■ **Task objective**:
With pictures left out, retype exactly the lines from the one containing "[point_query]" through the final line of the entries.

■ **Data lines**:

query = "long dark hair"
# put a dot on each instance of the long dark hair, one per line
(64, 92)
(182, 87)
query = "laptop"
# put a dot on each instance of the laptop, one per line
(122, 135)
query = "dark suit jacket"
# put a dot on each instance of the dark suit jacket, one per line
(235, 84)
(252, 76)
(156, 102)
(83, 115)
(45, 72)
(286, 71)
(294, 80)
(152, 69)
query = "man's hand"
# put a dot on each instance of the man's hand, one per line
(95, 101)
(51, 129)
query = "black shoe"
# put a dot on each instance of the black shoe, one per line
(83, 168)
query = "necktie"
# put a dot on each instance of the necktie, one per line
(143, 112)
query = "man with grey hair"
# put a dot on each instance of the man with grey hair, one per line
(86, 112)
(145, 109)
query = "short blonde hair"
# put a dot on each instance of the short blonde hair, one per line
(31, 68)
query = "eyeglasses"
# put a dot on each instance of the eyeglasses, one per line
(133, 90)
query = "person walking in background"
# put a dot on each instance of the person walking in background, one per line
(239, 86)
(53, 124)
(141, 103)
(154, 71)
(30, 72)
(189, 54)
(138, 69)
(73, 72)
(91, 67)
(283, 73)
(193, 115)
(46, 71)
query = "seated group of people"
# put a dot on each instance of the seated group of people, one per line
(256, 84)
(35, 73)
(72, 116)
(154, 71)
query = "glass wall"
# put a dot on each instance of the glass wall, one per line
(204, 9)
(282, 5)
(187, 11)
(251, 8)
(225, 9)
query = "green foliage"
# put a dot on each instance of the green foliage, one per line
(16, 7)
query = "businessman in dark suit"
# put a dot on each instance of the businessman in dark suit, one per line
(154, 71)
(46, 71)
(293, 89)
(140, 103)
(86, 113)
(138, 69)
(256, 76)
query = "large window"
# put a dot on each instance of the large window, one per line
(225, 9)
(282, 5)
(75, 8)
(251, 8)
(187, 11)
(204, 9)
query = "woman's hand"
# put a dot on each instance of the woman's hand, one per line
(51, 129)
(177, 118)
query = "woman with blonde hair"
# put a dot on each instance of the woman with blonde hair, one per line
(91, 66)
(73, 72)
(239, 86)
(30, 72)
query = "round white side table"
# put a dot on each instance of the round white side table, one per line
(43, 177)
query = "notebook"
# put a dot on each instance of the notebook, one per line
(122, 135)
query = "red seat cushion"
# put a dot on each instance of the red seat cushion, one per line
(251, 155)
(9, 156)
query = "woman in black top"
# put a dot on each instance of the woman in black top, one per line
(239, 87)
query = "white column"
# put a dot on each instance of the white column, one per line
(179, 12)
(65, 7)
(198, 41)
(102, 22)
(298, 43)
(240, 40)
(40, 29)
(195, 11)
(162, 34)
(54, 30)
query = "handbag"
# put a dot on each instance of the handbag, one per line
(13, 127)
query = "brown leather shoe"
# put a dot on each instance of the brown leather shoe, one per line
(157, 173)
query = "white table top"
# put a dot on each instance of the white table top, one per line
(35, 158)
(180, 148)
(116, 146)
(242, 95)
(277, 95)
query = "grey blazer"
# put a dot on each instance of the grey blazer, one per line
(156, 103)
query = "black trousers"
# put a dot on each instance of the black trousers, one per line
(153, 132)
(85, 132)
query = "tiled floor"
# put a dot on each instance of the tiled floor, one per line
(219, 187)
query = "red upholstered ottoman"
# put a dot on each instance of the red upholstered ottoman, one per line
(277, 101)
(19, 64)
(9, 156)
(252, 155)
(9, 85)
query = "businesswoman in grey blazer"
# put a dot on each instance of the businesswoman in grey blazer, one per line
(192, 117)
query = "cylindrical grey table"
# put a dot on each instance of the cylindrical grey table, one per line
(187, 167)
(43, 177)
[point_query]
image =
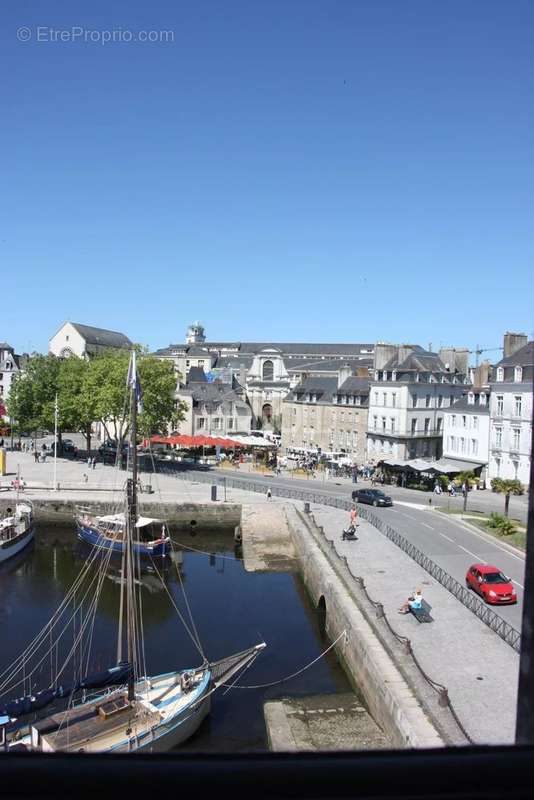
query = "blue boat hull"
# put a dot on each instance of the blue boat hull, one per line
(96, 539)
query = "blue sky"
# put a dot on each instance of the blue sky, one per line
(289, 170)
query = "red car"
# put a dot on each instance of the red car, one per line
(491, 584)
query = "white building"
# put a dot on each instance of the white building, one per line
(511, 411)
(466, 426)
(73, 339)
(407, 399)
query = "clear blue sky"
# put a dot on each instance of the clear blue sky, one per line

■ **Response below**:
[point_query]
image =
query = "blue boat hull"
# put a dot on each instance of the blue boat hull, one per line
(96, 539)
query = "blue sky"
# put a dot on each instance of the blue sky, one per line
(289, 170)
query = "red car"
# put a dot on each instance of the red car, one per line
(491, 584)
query = "white building"
# put a dot on each instance of the white building, one per line
(511, 411)
(466, 426)
(73, 339)
(407, 399)
query = "clear blue sky"
# put a dot on each instance of the clear blue sky, one per line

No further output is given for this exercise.